= MATERIAL FOR THE TASK =
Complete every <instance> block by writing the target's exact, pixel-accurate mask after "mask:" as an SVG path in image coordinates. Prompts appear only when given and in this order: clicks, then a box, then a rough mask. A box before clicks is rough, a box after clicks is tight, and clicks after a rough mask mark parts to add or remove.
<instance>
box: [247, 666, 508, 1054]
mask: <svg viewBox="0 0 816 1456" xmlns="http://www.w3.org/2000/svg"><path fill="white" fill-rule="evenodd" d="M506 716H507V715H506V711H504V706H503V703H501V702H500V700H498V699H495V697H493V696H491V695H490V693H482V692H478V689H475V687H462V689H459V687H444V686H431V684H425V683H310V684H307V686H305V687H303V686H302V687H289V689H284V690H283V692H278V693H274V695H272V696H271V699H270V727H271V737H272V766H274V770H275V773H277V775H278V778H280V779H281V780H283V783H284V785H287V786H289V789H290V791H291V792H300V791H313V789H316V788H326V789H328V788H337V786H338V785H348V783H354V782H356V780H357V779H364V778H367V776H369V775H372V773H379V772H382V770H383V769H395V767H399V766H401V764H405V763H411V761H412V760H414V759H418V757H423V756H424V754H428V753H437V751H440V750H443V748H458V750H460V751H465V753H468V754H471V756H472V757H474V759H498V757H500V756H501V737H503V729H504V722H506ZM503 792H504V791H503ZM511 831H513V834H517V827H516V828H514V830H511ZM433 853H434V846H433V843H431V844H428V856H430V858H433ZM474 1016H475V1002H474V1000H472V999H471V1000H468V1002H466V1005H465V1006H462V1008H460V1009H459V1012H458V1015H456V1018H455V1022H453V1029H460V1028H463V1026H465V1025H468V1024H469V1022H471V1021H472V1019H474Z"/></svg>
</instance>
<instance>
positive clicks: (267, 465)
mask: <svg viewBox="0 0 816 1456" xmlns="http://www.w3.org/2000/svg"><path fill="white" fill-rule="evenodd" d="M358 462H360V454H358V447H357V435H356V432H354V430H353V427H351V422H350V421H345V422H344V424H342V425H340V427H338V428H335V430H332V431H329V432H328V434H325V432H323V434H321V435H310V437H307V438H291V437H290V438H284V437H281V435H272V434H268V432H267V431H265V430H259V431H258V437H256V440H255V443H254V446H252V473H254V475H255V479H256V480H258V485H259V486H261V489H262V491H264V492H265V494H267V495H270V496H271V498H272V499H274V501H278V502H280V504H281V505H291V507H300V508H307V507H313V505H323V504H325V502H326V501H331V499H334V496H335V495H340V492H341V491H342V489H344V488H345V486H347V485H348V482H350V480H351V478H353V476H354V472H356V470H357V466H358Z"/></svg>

= YOUR INSTRUCTIONS =
Everything above must be retyped. Keep each record exactly the same.

= WRITTEN RESPONSE =
Complete every <instance> block by writing the target's exact, pixel-accurate mask after "mask:" as an SVG path in image coordinates. Prompts appear only when given and in this order: clicks, then a box, then a rough mask. A box before clicks is rough, a box after clicks is tight, and clicks after a rough mask mark parts to add or remove.
<instance>
box: [247, 666, 508, 1054]
mask: <svg viewBox="0 0 816 1456" xmlns="http://www.w3.org/2000/svg"><path fill="white" fill-rule="evenodd" d="M506 716H507V715H506V711H504V706H503V703H501V702H500V700H498V699H495V697H493V696H491V695H490V693H482V692H478V689H475V687H462V689H459V687H444V686H431V684H425V683H310V684H307V686H305V687H303V686H302V687H289V689H284V690H283V692H278V693H274V695H272V696H271V699H270V727H271V737H272V766H274V770H275V773H277V775H278V778H280V779H281V780H283V783H284V785H287V786H289V789H290V791H291V792H300V791H313V789H316V788H326V789H328V788H337V786H338V785H348V783H354V782H356V780H357V779H364V778H367V776H369V775H372V773H379V772H382V770H383V769H395V767H399V766H401V764H405V763H411V761H412V760H414V759H418V757H423V756H424V754H428V753H437V751H440V750H443V748H458V750H460V751H465V753H468V754H471V756H472V757H474V759H498V757H500V756H501V737H503V729H504V722H506ZM503 792H504V791H503ZM511 831H513V834H517V827H516V828H514V830H511ZM433 853H434V846H433V843H431V844H428V856H430V858H433ZM474 1016H475V1002H474V1000H472V999H471V1000H468V1002H466V1005H465V1006H462V1008H460V1009H459V1012H458V1015H456V1018H455V1022H453V1029H460V1028H463V1026H465V1025H468V1024H469V1022H471V1021H472V1019H474Z"/></svg>
</instance>
<instance>
positive clicks: (267, 465)
mask: <svg viewBox="0 0 816 1456" xmlns="http://www.w3.org/2000/svg"><path fill="white" fill-rule="evenodd" d="M358 462H360V454H358V447H357V435H356V432H354V430H353V427H351V422H350V421H345V422H344V424H342V425H340V427H338V428H335V430H332V431H329V432H328V434H325V432H323V434H321V435H310V437H307V438H291V437H290V438H284V437H281V435H272V434H268V432H267V431H265V430H259V431H258V437H256V440H255V443H254V446H252V473H254V475H255V479H256V480H258V485H259V486H261V489H262V491H264V492H265V494H267V495H270V496H271V498H272V499H274V501H278V502H280V504H281V505H291V507H300V508H307V507H313V505H323V504H325V502H326V501H331V499H334V496H335V495H340V492H341V491H342V489H344V488H345V486H347V485H348V482H350V480H351V478H353V476H354V472H356V470H357V466H358Z"/></svg>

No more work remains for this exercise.